▸ GIVEN EXERCISE:
Reproduce the entries exactly.

▸ Part of a data file:
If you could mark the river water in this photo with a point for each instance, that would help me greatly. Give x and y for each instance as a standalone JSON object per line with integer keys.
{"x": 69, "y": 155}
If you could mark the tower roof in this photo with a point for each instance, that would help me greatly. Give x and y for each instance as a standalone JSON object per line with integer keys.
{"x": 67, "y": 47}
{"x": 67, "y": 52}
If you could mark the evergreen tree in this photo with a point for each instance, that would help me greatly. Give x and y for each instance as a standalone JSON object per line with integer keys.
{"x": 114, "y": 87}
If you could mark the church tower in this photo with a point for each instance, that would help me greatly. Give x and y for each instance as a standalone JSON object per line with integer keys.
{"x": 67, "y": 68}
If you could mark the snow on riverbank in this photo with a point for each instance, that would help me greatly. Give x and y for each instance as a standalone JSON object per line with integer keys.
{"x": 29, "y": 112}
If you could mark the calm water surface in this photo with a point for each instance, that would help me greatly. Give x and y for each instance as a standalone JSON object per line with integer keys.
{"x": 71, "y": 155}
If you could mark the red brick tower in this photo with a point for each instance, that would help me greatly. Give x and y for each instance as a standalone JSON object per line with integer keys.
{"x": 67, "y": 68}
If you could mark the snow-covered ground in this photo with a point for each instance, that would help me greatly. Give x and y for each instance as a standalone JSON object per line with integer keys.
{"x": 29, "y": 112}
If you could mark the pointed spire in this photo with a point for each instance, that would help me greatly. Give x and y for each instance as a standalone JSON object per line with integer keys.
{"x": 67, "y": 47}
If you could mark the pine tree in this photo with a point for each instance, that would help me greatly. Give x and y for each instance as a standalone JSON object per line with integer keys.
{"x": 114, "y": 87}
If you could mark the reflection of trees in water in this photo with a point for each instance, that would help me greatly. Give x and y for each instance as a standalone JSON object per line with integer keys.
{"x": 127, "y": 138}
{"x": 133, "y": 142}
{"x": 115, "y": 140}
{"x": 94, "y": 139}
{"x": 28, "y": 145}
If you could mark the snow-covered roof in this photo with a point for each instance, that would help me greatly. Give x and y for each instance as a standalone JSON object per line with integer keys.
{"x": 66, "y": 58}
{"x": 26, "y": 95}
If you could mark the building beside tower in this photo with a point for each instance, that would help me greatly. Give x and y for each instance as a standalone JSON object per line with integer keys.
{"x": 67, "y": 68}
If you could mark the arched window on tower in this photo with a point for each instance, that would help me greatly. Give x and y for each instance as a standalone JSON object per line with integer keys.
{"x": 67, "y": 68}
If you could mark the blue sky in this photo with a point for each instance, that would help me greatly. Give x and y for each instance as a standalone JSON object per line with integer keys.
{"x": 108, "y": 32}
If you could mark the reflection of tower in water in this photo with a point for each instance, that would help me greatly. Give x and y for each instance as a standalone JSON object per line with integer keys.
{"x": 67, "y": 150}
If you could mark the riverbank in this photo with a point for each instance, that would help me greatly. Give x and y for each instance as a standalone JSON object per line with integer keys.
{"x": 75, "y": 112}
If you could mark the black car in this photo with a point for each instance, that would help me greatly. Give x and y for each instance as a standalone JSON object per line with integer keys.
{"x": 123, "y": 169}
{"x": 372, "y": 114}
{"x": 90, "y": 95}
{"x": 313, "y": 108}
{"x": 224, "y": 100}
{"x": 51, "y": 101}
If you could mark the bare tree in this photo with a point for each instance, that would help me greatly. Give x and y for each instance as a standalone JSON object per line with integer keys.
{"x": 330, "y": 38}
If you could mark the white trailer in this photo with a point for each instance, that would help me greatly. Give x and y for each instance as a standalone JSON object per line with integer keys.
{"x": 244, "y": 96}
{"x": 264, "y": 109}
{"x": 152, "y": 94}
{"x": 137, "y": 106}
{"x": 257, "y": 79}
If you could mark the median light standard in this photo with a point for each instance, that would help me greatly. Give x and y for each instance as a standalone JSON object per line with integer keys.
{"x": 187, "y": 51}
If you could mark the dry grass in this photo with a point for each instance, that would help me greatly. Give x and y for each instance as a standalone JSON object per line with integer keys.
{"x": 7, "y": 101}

▸ SOLUTION FOR THIS EXERCISE:
If you could mark the river water in this photo with a point for each instance, that would help me greatly. Give x and y for each instance as a standalone JSON object per line with integer keys.
{"x": 69, "y": 155}
If you could mark the tower roof in this photo with a point for each instance, that would help me greatly. Give x and y for each instance as a standalone JSON object per line with integer keys.
{"x": 67, "y": 47}
{"x": 67, "y": 52}
If you could mark the evergreen tree in this photo with a point for each instance, that would help me greatly. Give x and y for each instance as a standalone JSON object per line with integer keys.
{"x": 114, "y": 87}
If you could mark the church tower in this photo with a point for each instance, that would help me greatly. Give x and y for each instance as a standalone JSON object per line with integer keys.
{"x": 67, "y": 68}
If you could mark the snow on riverbank in this photo with a point for each instance, that would help me greatly. Give x and y for each instance as a standalone JSON object per line with integer keys.
{"x": 29, "y": 112}
If you could mark the calm water surface in this photo with a point for each instance, that would help me greatly. Give x and y for each instance as a standalone JSON object per line with integer keys.
{"x": 71, "y": 155}
If you could mark the red brick tower in this photo with a point for each instance, that would help me greatly. Give x and y for each instance as a standalone JSON object per line with integer keys.
{"x": 67, "y": 68}
If you could mark the snow-covered ground in this photo with a point for each instance, that would help me greatly. Give x and y for each instance as a standalone JSON object per line with integer keys.
{"x": 29, "y": 112}
If you could mark the pointed spire in this photo with a point for each instance, that would help me greatly. Give x and y for each instance as a standalone JSON object per line with integer keys.
{"x": 67, "y": 47}
If you could mark the pine tree in this photo with a point for each instance, that would help me greatly. Give x and y for each instance as a standalone JSON object per line with integer keys.
{"x": 114, "y": 87}
If you could mark the reflection of trees in water in this photo with a point for each instance, that would help me greatly. Give x and y for each instance as a standalone JSON object per line with integer keys.
{"x": 127, "y": 138}
{"x": 133, "y": 142}
{"x": 115, "y": 140}
{"x": 94, "y": 139}
{"x": 28, "y": 145}
If you could mark the snow-covered roof in this photo with a point for each instance, that would help me greatly. Give x and y for each instance as a standalone JSON object per line with integer keys.
{"x": 66, "y": 58}
{"x": 26, "y": 95}
If you could mark the building beside tower in this photo with a point for each instance, that would help me greatly. Give x and y for each instance as a standalone JSON object per line with integer keys.
{"x": 67, "y": 68}
If you could mark the arched window on tower in this photo with a point for each instance, that would help me greatly. Give x and y for each instance as a standalone JSON object per line with integer keys.
{"x": 67, "y": 68}
If you could mark the blue sky in this photo with a point for each instance, that would help me greatly. Give x and y for each instance as a standalone JSON object per line with integer keys.
{"x": 108, "y": 32}
If you could mark the reflection of tower in water in this photo with a point for each instance, that would help me greatly. Give x and y for each instance as a standalone JSON object per line with integer keys.
{"x": 67, "y": 150}
If you could mark the riverbank in this photo with a point for each instance, that would help me greatly. Give x and y for each instance as a standalone JSON object per line with integer keys.
{"x": 75, "y": 112}
If you could mark the black car in this photo with a point for each instance, that would help me greatly. Give x and y for each instance as a standalone JSON object per line with integer keys.
{"x": 123, "y": 169}
{"x": 372, "y": 114}
{"x": 90, "y": 95}
{"x": 313, "y": 108}
{"x": 224, "y": 100}
{"x": 51, "y": 101}
If you could mark the bare tree in this photo with a point for each instance, that would help me greatly. Give x and y for each instance as a standalone JSON object per line with integer keys.
{"x": 330, "y": 38}
If you could mark the white trailer in this photo with a point for each instance, that would help me greatly. Give x and y for each instance as a standalone JSON object per line with integer keys.
{"x": 244, "y": 96}
{"x": 264, "y": 109}
{"x": 152, "y": 94}
{"x": 137, "y": 106}
{"x": 257, "y": 79}
If you could mark the median light standard in this photo with a point for each instance, that would help me greatly. Give x and y for each instance as a standalone JSON object per line with integer keys.
{"x": 187, "y": 51}
If you could mark the dry grass in this photo with a point for each instance, that would help me greatly. Give x and y for each instance as a standalone JSON object per line with integer keys.
{"x": 7, "y": 101}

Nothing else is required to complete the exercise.